▽

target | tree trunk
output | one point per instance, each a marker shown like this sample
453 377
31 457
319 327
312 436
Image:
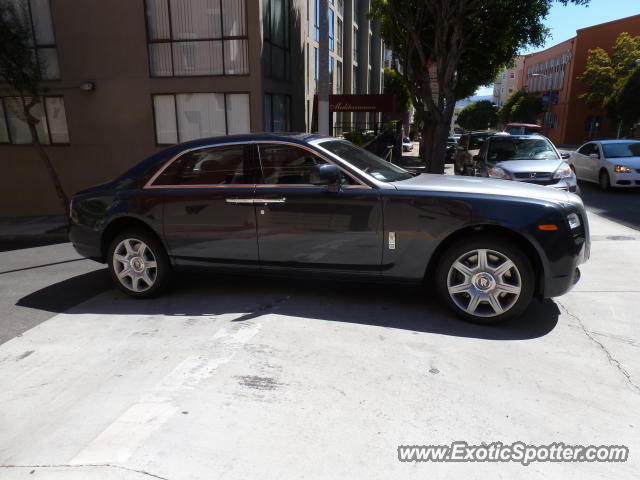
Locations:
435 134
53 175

△
▽

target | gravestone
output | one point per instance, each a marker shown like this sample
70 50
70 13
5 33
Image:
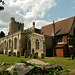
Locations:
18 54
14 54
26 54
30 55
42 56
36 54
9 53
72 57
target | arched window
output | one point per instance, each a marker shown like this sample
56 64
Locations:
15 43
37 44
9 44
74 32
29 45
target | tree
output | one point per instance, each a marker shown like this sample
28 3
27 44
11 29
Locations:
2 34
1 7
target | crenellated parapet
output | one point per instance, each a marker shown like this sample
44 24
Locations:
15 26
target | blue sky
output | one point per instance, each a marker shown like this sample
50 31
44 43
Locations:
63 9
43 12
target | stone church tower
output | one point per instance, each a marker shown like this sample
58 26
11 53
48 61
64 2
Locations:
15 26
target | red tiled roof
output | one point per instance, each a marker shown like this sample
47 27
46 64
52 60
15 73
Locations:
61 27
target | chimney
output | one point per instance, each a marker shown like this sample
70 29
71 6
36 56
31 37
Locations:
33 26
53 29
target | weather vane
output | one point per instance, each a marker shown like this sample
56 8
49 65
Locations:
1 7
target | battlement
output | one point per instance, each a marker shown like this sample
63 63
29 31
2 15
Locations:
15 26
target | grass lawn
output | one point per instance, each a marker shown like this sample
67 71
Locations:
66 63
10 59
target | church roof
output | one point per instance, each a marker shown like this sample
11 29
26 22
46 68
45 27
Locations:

△
▽

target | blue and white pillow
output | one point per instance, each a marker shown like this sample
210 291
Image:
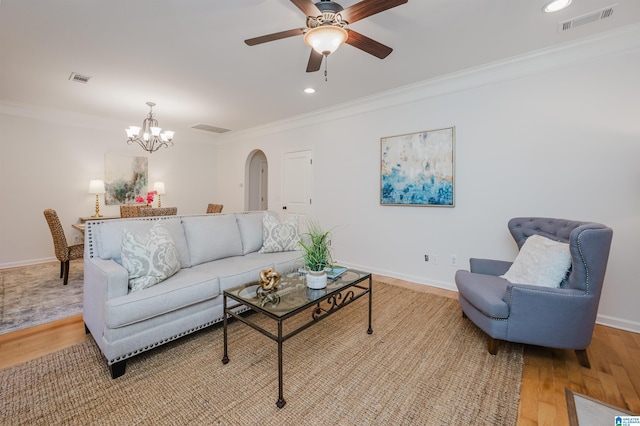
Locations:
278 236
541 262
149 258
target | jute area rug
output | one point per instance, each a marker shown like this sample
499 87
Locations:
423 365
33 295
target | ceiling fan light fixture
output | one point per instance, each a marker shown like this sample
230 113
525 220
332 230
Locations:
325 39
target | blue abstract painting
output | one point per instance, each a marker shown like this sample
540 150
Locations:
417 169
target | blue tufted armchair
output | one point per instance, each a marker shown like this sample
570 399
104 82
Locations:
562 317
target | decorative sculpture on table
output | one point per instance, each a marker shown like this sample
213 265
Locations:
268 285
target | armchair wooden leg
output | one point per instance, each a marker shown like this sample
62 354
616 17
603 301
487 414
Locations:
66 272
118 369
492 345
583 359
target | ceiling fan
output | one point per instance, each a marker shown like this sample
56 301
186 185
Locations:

△

## ASSIGNMENT
Whenever the word "armchair" appears in a line above, copy that line.

## OUTPUT OF THE EXERCISE
target | blue tufted armchair
target | armchair wooden leg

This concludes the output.